> _Source data_
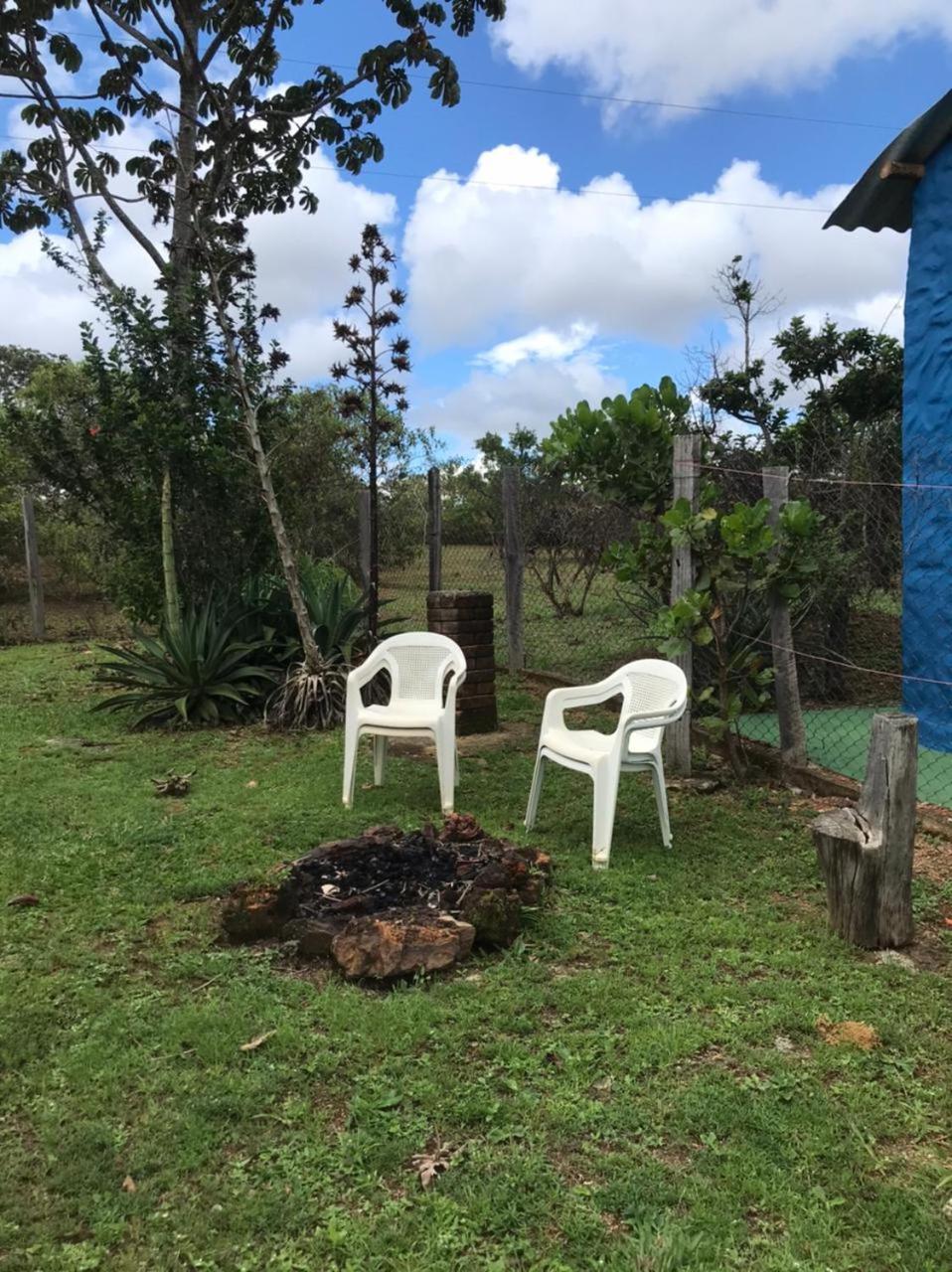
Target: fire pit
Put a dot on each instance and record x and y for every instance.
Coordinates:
(389, 904)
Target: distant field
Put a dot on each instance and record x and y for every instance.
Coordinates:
(578, 648)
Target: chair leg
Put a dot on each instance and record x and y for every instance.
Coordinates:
(350, 748)
(661, 799)
(380, 758)
(445, 766)
(535, 791)
(604, 796)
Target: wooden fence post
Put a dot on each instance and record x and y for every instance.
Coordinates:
(364, 536)
(434, 528)
(793, 736)
(515, 562)
(35, 577)
(866, 853)
(686, 468)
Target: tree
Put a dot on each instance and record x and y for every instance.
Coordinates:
(230, 143)
(741, 559)
(376, 354)
(744, 392)
(624, 448)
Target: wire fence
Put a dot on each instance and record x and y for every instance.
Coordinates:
(849, 628)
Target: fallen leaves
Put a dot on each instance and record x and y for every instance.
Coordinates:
(173, 784)
(433, 1162)
(851, 1034)
(252, 1044)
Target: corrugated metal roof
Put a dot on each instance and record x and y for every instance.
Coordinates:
(877, 203)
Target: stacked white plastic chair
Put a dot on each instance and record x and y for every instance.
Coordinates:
(653, 695)
(425, 671)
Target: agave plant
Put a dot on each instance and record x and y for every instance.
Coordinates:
(309, 698)
(201, 675)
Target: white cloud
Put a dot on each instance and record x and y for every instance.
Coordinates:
(530, 394)
(541, 345)
(693, 53)
(486, 259)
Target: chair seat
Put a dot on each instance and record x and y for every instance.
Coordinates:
(401, 716)
(588, 744)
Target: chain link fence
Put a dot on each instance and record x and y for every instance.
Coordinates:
(848, 630)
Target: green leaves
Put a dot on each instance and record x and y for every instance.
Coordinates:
(201, 675)
(625, 446)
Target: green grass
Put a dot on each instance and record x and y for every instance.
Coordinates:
(612, 1080)
(838, 738)
(581, 649)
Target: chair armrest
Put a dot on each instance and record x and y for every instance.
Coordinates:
(558, 701)
(363, 675)
(638, 720)
(456, 680)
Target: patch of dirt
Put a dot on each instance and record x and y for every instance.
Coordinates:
(675, 1157)
(848, 1034)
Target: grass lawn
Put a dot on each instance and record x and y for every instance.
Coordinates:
(838, 738)
(613, 1080)
(581, 649)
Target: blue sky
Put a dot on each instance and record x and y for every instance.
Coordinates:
(525, 299)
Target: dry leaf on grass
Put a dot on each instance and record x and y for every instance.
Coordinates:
(175, 784)
(431, 1163)
(256, 1041)
(852, 1034)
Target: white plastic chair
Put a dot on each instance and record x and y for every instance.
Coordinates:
(425, 671)
(653, 694)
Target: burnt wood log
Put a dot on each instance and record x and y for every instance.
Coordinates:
(866, 853)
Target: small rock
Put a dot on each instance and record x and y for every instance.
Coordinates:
(313, 936)
(385, 949)
(893, 958)
(252, 914)
(851, 1034)
(699, 785)
(24, 899)
(495, 916)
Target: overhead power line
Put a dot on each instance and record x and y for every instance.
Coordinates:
(515, 185)
(606, 98)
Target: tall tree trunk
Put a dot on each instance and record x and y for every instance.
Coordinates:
(173, 607)
(289, 566)
(375, 580)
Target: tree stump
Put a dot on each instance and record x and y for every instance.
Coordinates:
(866, 853)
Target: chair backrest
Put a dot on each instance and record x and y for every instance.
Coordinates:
(419, 664)
(653, 685)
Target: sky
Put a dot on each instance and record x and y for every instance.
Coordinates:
(557, 239)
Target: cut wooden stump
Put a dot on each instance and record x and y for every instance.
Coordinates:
(866, 853)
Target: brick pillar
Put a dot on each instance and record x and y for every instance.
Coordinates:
(467, 618)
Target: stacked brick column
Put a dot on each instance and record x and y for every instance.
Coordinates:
(467, 617)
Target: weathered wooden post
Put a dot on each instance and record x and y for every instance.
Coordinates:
(434, 528)
(35, 579)
(866, 853)
(686, 468)
(364, 536)
(793, 738)
(515, 564)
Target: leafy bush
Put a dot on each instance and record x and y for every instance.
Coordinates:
(203, 675)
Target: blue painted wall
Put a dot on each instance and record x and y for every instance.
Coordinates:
(927, 457)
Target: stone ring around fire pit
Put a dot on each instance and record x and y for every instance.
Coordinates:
(390, 904)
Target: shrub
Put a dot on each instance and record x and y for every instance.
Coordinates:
(203, 675)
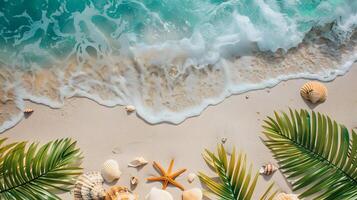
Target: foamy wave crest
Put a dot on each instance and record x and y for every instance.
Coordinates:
(169, 59)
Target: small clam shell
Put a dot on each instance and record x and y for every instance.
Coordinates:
(134, 180)
(314, 92)
(89, 186)
(284, 196)
(110, 170)
(138, 162)
(130, 108)
(120, 193)
(192, 194)
(158, 194)
(268, 169)
(191, 177)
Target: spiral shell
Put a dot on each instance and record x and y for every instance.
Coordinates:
(110, 170)
(120, 193)
(192, 194)
(89, 186)
(284, 196)
(314, 92)
(267, 169)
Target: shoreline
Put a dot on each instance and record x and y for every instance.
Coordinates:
(108, 132)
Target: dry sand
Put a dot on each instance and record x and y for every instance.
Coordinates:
(104, 133)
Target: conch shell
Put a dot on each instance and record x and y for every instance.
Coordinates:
(158, 194)
(284, 196)
(314, 92)
(268, 169)
(110, 170)
(138, 162)
(89, 186)
(192, 194)
(130, 108)
(120, 193)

> _What you have to do_
Where a line of the records has the string "stump", copy that line.

> _Written solution_
Target: tree stump
Target: cut wooden stump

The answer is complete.